Text under study:
== Segment start ==

For many years, external air barriers have been commonly specified in North American building design and construction. By moving the air barrier to the external side of the structural frame, external air barrier systems such as Wraptite from A. Proctor Group allow for an almost penetration-free airtight layer, which can be installed faster and more robustly. This offers an effective but simple system comprising a self-adhesive vapour permeable air barrier membrane, plus vapour permeable sealing tape, Wraptite Corners and Wraptite Liquid Flashing, and provides effective secondary weather protection while preventing trapped moisture and air leakage. Far simpler than internal options an external air barrier system like Wraptite will maintain the envelope’s integrity, with less building services and structural penetrations to be sealed, and less room for error.

Incorporating Wraptite in the design makes sense

Wraptite is a patented external air barrier membrane system, which offers manufacturers and designers of modular and off-site buildings the ability to reliably and comfortably exceed current airtightness requirements. Wraptite is the only self-adhering vapour permeable air barrier certified by the BBA and combines the important properties of vapour permeability and airtightness in one self-adhering membrane. This approach saves on both the labour and material costs associated with achieving the demands of energy efficiency in buildings.

  • Complies with use on buildings of high rise and over 18m under Part B amendments made in November 2018, Membranes need to be Class B,s3,d0 or better, with Wraptite at Class B,s1,d0*
  • Included within BS8414 testing with cladding manufacturers
  • EPDM not needed to the frame of the building as Wraptite is self-adhesive and continues across the whole envelope of the building against the sheathing board and the frame of the building
  • Less EPDM around window details due to Wraptite lapping into the building at junctions
  • Corner detailing for opening and movement joint interfaces are easily treated
  • Improved airtightness and may negate the use of a VCL totally from the design internally, meaning easier a quicker install of dry lining package
  • Hydro-Thermal Modelling (WUFI) showing the difference of not using a VCL within some constructions benefits the building further
  • Improving airtightness may allow you to change thickness or type of insulation used when modelled through SAP or SBEM
  • No need to tape sheathing boards as Wraptite is positioned across the whole board
  • Testing has seen results as low as 0.5 m3/(h.m2) @ 50PA carried out at Windtech on a window façade panel
  • By using Wraptite on the external, this may show you an improvement on making the building watertight, allowing your cladding package to come off the critical path and internal works to start earlier, and also internal works may not be installing a VCL so the site program is potentially quicker

High-performance off-site solutions

The A. Proctor Group Ltd has been providing solutions and products to the construction industry for over 50 years. The company has been developing vapour permeable membranes and vapour control layers for over 25 years, and provides an extensive range of superior high-performance products suitable for modular and off-site construction.

== Segment end ==

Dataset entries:
== Segment start ==

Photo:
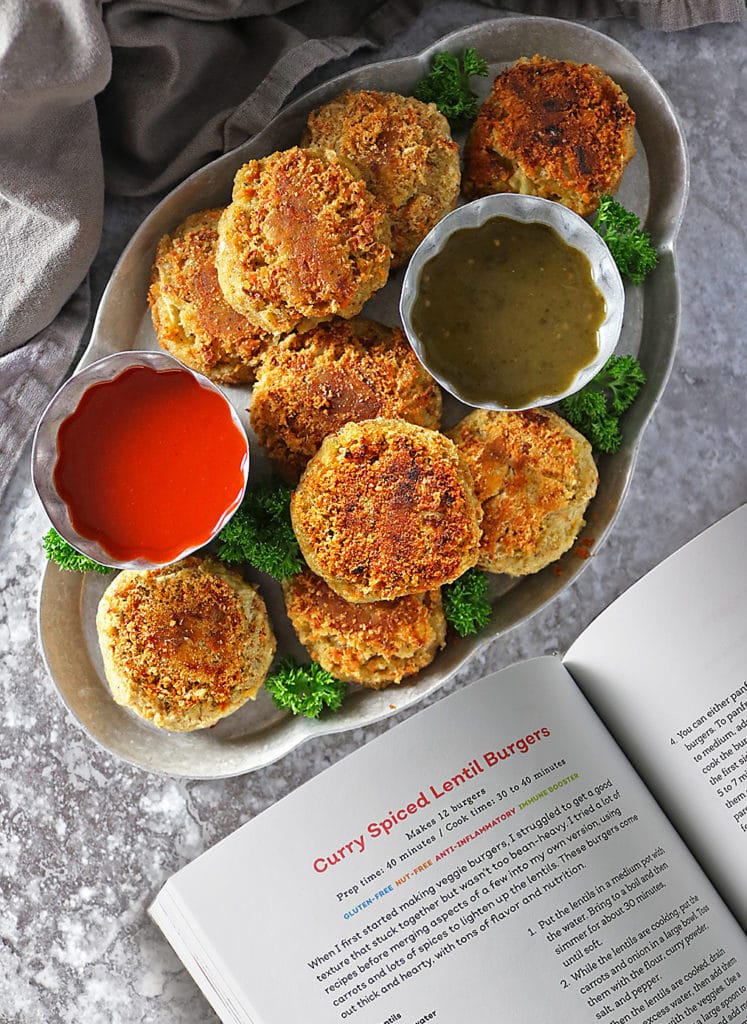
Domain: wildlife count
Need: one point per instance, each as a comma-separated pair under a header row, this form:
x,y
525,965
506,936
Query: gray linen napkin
x,y
172,84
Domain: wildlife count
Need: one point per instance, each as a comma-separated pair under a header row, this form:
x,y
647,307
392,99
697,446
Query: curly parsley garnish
x,y
447,85
57,550
595,410
629,245
260,532
465,602
304,689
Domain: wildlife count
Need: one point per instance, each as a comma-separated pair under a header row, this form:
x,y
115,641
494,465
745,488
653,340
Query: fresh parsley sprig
x,y
304,689
465,602
260,532
630,246
447,85
57,550
595,410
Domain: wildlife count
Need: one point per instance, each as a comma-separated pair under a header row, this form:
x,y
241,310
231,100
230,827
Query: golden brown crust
x,y
404,150
183,645
191,317
312,384
551,128
302,241
374,644
386,508
534,475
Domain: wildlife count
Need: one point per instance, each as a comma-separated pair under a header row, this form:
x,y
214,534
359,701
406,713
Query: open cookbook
x,y
565,840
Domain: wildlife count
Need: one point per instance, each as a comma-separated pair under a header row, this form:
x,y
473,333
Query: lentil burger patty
x,y
312,384
374,643
191,317
183,645
404,150
550,128
302,241
386,508
534,475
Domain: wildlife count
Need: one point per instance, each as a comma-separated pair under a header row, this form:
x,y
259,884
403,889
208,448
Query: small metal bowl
x,y
44,452
527,209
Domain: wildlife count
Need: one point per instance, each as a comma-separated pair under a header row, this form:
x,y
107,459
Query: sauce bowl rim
x,y
64,402
575,231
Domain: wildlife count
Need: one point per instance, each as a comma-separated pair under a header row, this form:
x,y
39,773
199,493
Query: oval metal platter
x,y
655,185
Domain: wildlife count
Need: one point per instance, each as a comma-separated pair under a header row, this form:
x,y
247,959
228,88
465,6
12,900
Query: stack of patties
x,y
384,513
403,150
309,233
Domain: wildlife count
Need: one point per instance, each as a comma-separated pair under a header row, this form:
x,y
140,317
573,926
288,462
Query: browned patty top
x,y
180,635
386,508
184,271
525,465
568,120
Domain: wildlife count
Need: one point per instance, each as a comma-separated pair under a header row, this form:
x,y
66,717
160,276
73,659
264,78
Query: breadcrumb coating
x,y
373,644
386,508
404,150
312,384
550,128
191,317
183,645
302,241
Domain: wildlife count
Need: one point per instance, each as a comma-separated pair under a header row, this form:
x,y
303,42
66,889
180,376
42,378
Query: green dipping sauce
x,y
508,312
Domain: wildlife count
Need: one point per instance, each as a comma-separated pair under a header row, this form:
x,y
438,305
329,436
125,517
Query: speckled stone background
x,y
86,842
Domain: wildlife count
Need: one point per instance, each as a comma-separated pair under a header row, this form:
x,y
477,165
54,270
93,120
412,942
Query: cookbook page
x,y
666,669
495,855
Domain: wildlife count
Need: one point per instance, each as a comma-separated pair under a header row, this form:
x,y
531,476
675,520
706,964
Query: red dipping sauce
x,y
151,464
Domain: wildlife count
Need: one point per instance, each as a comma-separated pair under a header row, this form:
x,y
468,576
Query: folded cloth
x,y
176,82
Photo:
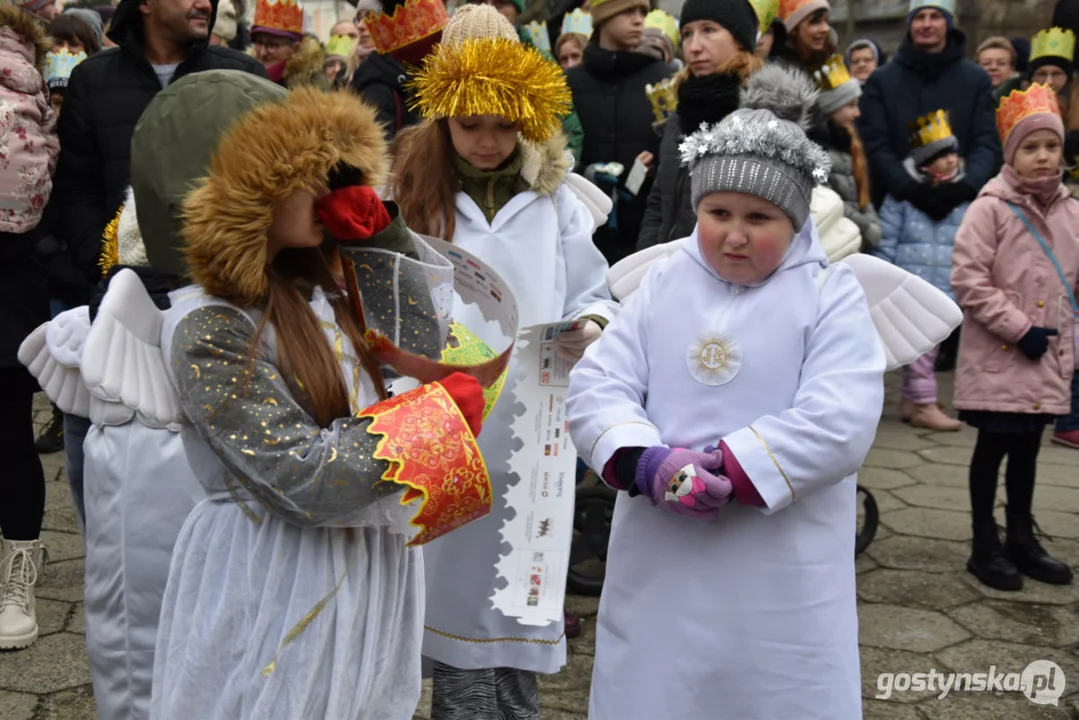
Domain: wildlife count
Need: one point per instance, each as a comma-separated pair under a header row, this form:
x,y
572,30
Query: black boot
x,y
51,438
987,560
1032,559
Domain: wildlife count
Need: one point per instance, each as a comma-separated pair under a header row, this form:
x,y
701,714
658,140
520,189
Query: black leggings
x,y
22,478
989,451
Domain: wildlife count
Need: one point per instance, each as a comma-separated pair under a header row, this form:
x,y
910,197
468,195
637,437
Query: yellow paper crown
x,y
340,45
665,24
928,128
280,15
1053,42
493,77
832,73
664,98
1020,105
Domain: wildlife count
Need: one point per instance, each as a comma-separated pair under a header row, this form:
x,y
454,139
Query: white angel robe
x,y
284,613
547,257
751,615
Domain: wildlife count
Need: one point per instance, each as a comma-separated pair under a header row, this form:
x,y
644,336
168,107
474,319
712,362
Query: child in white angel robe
x,y
741,391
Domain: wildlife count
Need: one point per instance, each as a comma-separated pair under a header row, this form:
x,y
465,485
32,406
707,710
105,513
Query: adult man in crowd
x,y
929,72
615,112
159,41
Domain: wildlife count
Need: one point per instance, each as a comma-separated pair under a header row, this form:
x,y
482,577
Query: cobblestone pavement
x,y
918,608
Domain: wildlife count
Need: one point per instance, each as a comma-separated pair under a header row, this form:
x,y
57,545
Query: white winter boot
x,y
19,565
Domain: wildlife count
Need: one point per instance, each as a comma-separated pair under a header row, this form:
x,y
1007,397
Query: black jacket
x,y
914,83
380,80
104,100
616,116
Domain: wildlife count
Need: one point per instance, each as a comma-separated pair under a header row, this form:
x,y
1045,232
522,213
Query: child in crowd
x,y
766,392
1015,274
917,244
487,170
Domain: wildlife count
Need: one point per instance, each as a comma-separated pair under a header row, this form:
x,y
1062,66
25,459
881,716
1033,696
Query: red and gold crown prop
x,y
1020,105
286,15
410,23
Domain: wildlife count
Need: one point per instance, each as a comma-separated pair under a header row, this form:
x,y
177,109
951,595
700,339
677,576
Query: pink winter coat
x,y
1006,284
28,144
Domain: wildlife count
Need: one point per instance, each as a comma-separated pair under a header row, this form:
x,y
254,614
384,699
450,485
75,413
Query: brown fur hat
x,y
269,153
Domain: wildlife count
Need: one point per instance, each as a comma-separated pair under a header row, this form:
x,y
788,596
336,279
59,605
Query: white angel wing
x,y
122,360
52,354
598,203
911,315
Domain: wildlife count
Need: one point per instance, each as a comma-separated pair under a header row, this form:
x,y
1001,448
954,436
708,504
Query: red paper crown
x,y
410,23
1020,105
280,15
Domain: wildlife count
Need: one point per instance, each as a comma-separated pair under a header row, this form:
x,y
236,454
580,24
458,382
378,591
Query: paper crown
x,y
766,12
411,22
832,73
945,5
928,128
493,77
665,24
285,15
58,66
340,45
577,22
1020,105
1053,42
537,35
664,98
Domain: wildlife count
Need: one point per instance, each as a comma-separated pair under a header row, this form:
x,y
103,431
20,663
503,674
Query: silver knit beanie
x,y
762,149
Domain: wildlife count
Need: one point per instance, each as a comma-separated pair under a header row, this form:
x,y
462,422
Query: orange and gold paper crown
x,y
929,128
1020,105
832,73
410,23
286,15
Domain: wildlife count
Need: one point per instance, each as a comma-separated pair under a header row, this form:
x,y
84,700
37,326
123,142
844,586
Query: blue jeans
x,y
74,434
1070,422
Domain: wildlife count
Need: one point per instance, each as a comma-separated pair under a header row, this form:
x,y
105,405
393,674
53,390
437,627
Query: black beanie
x,y
737,16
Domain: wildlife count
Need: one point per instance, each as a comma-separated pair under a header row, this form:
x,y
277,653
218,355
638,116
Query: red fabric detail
x,y
467,393
353,213
743,489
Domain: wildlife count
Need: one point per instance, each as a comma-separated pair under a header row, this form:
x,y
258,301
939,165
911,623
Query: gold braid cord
x,y
494,77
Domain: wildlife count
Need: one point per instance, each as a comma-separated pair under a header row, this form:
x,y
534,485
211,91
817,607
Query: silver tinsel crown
x,y
762,134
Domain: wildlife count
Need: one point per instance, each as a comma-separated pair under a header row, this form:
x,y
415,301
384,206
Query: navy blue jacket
x,y
915,83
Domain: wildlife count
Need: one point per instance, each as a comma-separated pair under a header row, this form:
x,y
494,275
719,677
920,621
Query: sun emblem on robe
x,y
714,358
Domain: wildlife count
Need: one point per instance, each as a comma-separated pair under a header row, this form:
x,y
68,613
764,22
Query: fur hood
x,y
28,27
269,153
545,166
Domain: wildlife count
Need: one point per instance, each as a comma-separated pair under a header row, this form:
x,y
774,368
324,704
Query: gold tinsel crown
x,y
1053,42
493,77
928,128
832,73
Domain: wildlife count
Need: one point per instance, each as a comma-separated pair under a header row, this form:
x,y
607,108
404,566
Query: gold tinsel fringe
x,y
110,244
494,77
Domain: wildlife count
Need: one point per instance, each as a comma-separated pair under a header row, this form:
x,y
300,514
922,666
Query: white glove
x,y
572,345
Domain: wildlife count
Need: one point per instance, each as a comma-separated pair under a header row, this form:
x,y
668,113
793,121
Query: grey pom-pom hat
x,y
762,149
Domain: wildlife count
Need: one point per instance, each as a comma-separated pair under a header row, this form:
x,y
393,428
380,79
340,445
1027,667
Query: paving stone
x,y
936,497
931,591
55,662
896,627
63,545
881,662
884,478
910,553
892,459
74,704
17,706
927,522
1023,623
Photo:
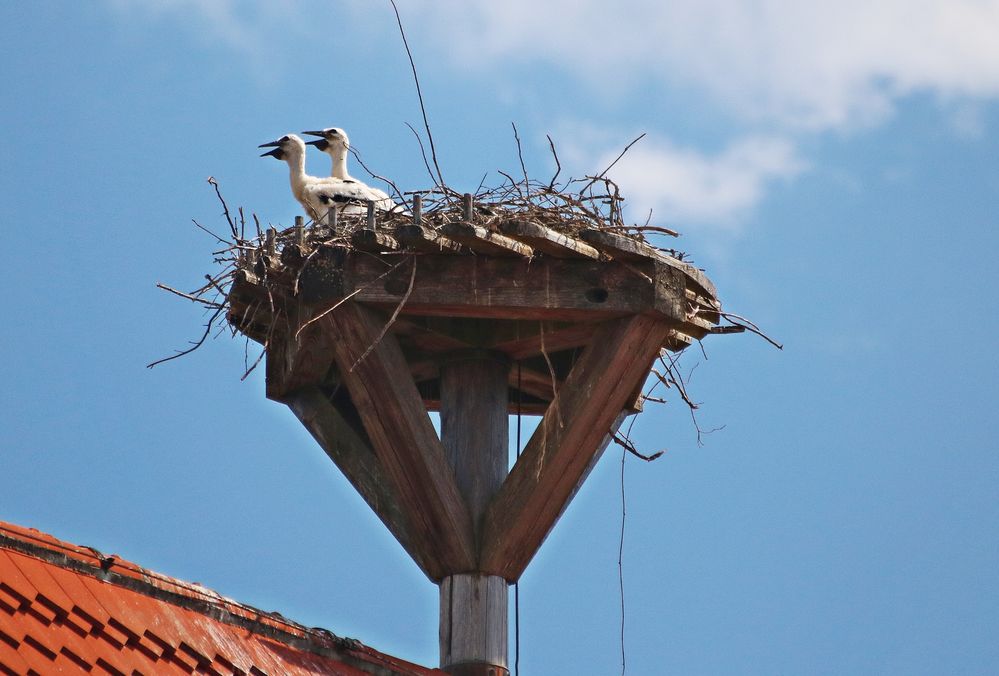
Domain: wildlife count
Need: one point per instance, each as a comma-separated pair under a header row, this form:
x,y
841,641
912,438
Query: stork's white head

== Segment end ==

Action item:
According to the Wraptite text, what is the lowest airtightness test result reported, and where was that test carried out?

Solution:
Results as low as 0.5 m3/(h.m2) @ 50PA, in testing at Windtech on a window façade panel.